Set task: Give back the line where "of the green" appears and all the lines after it until the listing ends, unchanged and with nothing else.

Raw records:
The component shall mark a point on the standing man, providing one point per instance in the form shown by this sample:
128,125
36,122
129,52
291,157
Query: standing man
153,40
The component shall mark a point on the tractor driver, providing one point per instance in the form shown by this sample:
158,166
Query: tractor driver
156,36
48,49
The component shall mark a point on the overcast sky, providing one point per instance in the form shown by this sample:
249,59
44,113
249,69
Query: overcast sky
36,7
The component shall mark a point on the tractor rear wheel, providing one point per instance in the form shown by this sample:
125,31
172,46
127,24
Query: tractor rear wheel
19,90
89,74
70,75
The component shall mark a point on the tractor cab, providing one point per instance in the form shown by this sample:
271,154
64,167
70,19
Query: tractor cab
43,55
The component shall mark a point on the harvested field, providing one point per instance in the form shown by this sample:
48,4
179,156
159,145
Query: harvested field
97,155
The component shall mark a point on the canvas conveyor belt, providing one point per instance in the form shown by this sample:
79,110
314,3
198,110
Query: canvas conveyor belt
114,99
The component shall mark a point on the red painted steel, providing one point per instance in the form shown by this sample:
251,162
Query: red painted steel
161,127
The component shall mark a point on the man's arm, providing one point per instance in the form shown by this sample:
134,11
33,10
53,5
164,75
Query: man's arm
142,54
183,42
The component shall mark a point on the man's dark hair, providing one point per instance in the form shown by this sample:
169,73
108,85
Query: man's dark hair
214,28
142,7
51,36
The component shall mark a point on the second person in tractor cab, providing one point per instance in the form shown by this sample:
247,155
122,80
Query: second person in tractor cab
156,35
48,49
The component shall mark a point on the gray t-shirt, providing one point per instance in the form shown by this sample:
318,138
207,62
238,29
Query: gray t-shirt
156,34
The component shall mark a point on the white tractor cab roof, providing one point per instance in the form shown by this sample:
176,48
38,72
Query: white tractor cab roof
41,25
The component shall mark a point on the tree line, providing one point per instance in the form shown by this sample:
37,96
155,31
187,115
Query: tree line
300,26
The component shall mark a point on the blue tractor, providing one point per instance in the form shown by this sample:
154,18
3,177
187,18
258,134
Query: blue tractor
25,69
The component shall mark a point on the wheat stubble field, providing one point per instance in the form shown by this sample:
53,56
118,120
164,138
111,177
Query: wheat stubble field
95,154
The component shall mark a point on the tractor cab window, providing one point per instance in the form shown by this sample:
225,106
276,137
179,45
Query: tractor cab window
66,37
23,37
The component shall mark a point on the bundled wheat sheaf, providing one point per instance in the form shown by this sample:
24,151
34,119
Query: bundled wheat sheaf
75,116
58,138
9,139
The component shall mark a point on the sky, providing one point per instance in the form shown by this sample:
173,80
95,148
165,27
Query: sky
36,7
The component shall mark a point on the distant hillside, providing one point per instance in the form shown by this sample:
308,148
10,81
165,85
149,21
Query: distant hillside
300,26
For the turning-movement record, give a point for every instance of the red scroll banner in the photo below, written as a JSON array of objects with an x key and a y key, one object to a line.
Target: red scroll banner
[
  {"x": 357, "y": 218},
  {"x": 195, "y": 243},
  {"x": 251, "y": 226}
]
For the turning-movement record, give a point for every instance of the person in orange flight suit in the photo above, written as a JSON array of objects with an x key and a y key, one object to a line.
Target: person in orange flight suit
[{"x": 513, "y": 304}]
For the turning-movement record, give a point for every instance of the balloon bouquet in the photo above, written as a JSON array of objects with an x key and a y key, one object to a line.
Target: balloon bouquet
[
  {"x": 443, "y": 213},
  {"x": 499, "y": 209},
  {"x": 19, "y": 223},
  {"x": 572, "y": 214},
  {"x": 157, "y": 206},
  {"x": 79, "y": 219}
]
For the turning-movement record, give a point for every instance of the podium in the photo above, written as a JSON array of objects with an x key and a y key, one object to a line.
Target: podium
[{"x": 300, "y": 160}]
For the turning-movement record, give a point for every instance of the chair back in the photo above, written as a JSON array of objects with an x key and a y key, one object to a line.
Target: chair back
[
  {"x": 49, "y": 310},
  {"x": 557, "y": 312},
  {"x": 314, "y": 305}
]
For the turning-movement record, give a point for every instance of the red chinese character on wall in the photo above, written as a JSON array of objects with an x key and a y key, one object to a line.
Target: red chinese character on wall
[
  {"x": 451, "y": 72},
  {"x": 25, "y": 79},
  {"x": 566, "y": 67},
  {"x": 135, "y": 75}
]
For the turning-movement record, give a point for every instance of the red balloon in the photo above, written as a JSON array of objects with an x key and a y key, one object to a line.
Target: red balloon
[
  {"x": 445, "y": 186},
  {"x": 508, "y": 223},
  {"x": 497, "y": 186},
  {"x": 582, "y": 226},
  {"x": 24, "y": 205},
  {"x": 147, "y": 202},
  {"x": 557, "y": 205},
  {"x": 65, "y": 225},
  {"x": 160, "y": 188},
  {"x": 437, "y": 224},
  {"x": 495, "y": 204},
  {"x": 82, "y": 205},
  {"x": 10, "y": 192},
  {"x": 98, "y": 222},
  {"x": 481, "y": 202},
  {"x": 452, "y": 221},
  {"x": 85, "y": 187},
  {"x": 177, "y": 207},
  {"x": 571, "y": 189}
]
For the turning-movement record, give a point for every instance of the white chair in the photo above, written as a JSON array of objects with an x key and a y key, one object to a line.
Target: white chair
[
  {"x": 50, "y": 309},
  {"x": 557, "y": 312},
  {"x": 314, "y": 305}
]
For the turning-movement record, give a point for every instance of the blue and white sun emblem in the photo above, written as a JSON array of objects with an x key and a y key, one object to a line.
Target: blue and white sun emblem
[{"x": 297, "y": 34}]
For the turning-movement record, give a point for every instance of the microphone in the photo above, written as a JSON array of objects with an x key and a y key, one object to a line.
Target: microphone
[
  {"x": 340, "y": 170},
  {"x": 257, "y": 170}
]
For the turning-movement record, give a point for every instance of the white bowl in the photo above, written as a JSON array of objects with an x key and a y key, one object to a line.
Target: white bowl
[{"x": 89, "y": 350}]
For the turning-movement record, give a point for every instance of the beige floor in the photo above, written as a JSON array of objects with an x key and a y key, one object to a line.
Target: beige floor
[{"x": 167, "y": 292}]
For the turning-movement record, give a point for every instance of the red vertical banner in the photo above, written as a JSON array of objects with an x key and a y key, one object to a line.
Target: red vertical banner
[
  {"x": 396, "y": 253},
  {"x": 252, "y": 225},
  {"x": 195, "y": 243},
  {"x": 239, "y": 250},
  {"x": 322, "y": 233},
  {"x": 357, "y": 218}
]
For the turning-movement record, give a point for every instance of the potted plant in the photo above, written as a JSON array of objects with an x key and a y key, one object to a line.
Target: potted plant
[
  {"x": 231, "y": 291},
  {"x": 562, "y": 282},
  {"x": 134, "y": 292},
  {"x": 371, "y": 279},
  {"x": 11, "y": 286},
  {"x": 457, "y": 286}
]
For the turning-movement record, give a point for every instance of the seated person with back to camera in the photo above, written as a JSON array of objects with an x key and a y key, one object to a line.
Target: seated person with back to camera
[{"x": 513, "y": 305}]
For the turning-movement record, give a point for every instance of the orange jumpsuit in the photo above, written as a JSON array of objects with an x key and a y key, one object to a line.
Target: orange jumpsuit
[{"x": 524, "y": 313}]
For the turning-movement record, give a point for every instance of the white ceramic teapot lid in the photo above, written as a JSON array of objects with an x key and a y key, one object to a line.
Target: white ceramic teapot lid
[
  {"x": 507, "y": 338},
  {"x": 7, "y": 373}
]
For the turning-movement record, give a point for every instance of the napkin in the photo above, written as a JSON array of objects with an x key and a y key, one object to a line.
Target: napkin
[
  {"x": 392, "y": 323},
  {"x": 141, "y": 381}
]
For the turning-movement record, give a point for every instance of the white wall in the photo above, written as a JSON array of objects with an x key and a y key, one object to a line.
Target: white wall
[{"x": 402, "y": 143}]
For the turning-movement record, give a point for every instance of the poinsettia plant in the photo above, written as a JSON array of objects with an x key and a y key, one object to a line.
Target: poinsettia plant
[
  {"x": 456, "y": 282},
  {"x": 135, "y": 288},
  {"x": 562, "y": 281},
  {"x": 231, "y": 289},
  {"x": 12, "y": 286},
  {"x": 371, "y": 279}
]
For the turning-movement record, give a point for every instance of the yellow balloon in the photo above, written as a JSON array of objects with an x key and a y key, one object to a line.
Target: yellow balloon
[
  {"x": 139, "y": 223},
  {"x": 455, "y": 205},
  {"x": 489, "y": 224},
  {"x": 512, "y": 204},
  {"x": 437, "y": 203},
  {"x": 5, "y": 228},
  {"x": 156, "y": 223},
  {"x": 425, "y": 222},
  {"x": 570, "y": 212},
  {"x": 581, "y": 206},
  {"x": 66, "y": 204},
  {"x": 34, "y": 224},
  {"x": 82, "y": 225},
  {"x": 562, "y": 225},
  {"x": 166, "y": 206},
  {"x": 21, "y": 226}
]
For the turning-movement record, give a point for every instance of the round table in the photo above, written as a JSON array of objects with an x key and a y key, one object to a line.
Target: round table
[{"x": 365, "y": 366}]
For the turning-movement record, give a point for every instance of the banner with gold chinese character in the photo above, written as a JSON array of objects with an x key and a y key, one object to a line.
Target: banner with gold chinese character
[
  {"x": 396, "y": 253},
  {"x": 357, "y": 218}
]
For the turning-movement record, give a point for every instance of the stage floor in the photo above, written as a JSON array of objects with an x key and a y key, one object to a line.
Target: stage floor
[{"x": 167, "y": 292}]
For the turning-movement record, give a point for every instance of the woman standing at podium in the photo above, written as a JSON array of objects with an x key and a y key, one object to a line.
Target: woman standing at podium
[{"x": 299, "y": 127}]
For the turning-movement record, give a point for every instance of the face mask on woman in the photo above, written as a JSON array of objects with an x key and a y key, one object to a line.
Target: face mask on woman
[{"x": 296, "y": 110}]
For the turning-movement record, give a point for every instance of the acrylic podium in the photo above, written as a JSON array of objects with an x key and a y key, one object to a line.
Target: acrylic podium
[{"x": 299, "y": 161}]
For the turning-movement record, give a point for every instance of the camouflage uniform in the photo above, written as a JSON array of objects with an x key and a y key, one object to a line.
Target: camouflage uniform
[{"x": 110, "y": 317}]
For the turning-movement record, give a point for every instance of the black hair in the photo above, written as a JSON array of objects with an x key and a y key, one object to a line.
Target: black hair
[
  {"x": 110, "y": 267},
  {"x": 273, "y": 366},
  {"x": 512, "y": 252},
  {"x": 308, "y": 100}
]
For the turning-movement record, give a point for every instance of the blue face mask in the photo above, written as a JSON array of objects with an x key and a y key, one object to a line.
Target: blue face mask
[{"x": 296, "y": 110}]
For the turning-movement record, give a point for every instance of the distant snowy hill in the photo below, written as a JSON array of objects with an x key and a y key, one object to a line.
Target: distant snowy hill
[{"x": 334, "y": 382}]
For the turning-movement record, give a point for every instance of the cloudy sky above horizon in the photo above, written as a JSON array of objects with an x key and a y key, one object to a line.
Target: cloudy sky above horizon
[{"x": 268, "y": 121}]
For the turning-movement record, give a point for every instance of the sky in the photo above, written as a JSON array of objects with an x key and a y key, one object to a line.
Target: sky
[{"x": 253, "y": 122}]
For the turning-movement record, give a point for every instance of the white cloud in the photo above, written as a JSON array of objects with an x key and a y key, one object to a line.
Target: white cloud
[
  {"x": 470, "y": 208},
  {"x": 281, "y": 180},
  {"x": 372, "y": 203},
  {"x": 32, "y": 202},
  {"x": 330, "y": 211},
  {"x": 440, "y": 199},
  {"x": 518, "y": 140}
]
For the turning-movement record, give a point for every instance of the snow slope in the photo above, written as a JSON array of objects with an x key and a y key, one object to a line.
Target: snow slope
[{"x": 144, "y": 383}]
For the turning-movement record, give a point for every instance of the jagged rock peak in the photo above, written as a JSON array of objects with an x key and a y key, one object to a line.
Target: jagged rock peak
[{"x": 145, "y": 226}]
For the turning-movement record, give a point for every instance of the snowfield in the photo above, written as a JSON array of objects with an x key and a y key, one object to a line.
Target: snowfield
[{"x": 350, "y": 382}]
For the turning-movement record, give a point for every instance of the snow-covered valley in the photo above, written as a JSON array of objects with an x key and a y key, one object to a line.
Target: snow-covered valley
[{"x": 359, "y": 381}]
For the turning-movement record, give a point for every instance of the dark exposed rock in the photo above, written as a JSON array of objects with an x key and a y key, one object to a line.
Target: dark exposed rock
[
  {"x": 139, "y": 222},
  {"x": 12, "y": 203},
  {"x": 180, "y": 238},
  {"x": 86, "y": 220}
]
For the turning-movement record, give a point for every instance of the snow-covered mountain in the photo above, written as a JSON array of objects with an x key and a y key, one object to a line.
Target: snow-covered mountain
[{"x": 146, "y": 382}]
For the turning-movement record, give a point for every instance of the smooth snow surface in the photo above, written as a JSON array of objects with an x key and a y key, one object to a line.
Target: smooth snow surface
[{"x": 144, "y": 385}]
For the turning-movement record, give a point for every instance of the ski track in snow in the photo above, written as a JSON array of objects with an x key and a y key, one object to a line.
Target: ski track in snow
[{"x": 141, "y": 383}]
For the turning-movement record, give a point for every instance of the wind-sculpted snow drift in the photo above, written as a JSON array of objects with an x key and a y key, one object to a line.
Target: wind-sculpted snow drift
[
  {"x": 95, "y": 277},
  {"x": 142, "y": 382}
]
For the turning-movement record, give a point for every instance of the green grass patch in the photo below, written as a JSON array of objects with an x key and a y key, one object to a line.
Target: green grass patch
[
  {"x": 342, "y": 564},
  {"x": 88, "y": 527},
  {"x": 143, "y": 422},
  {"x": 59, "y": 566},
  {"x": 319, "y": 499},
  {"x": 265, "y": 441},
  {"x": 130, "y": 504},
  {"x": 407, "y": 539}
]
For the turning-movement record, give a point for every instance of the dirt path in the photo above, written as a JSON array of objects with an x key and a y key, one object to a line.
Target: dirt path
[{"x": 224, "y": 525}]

Answer to the task:
For the turning-movement record, give a point for every instance of the green grass patch in the photo below, written as a JSON array of objects with an x key and a y key, one object to a line.
Target: green grass patch
[
  {"x": 342, "y": 564},
  {"x": 88, "y": 527},
  {"x": 143, "y": 422},
  {"x": 59, "y": 566},
  {"x": 319, "y": 499},
  {"x": 265, "y": 441},
  {"x": 130, "y": 504},
  {"x": 407, "y": 539}
]
For the turning-movement record, give a point for every instance of the dirt path in the photo above, written as a JSON array of objects with an x key and a y key, one object to a line.
Target: dirt path
[{"x": 224, "y": 525}]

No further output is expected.